*TASK REQUIREMENTS:* Return the portion of the text on variable access semantics from "Why this choice of" up to and including "of the result.", copied word for word.

*TEXT BLOCK:*

Start

Why this choice of semantics is problematic to our parser design is explained in the next section. Before getting to that, I will discuss why this choice is also bad from a language design perspective:
Normally variable accesses are interpreted from left to right. $foo['bar']->baz
will first fetch a variable
named $foo
, then will take the 'baz
' offset of the result and finally access the baz
property. The
$$foo['baz']
syntax goes against that basic principle. Rather than fetching $$foo
and then taking its 'baz
'
offset, it will first fetch $foo
, fetch its baz
offset and then look up a variable with the name of the result.
This combination of an indirect reference and an offset is the only case where interpretation is inverted. For
example the very similar $$foo->bar
will be interpreted as ${$foo}->bar
and not as ${$foo->bar}
. It
follows normal left-to-right semantics. Similarly $$foo::$bar
is also interpreted as ${$foo}::$bar
and not as
${$foo::$bar}
.

End

*GIVEN INFORMATION:*
Start

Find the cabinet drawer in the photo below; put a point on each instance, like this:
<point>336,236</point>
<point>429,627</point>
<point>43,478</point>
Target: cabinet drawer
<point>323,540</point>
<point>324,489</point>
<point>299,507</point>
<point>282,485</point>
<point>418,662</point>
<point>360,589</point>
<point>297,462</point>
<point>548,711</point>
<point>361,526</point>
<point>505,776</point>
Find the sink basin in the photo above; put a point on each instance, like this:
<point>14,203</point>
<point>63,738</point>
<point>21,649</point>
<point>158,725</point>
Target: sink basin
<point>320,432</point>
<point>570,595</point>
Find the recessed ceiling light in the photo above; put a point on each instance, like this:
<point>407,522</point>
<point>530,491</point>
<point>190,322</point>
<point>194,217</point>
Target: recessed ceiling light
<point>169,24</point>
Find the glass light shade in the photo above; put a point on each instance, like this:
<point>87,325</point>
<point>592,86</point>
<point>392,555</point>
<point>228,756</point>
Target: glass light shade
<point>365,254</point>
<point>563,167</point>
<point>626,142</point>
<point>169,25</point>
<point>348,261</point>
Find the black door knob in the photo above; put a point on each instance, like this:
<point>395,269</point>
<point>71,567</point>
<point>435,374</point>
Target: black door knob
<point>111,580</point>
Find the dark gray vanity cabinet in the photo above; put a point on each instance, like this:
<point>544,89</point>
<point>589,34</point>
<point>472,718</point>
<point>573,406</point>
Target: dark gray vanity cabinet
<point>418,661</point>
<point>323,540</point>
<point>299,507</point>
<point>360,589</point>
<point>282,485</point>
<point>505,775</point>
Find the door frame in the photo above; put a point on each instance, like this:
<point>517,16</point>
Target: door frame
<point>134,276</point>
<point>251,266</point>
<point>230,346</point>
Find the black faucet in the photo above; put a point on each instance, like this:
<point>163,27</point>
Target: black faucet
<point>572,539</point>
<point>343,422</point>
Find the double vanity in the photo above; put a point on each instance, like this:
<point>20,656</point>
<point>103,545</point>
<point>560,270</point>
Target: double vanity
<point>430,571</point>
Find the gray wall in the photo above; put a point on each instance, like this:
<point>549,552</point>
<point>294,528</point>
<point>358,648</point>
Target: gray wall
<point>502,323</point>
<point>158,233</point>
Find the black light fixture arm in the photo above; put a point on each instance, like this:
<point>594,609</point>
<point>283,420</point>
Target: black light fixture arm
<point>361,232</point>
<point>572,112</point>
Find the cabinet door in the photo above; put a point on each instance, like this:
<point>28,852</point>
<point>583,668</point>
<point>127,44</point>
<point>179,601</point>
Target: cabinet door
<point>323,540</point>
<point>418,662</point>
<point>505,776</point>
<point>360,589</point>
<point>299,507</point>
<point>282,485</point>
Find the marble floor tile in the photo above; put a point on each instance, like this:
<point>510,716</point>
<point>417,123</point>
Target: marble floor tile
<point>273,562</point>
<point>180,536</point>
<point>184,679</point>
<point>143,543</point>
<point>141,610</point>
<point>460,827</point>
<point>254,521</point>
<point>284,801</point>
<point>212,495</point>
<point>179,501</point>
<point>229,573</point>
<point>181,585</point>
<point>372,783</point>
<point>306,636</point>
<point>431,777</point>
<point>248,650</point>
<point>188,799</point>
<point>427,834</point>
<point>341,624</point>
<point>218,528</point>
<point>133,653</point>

End

*TASK RESULT:*
Why this choice of semantics is problematic to our parser design is explained in the next section. Before getting to that, I will discuss why this choice is also bad from a language design perspective:
Normally variable accesses are interpreted from left to right. $foo['bar']->baz
will first fetch a variable
named $foo
, then will take the 'baz
' offset of the result and finally access the baz
property. The
$$foo['baz']
syntax goes against that basic principle. Rather than fetching $$foo
and then taking its 'baz
'
offset, it will first fetch $foo
, fetch its baz
offset and then look up a variable with the name of the result.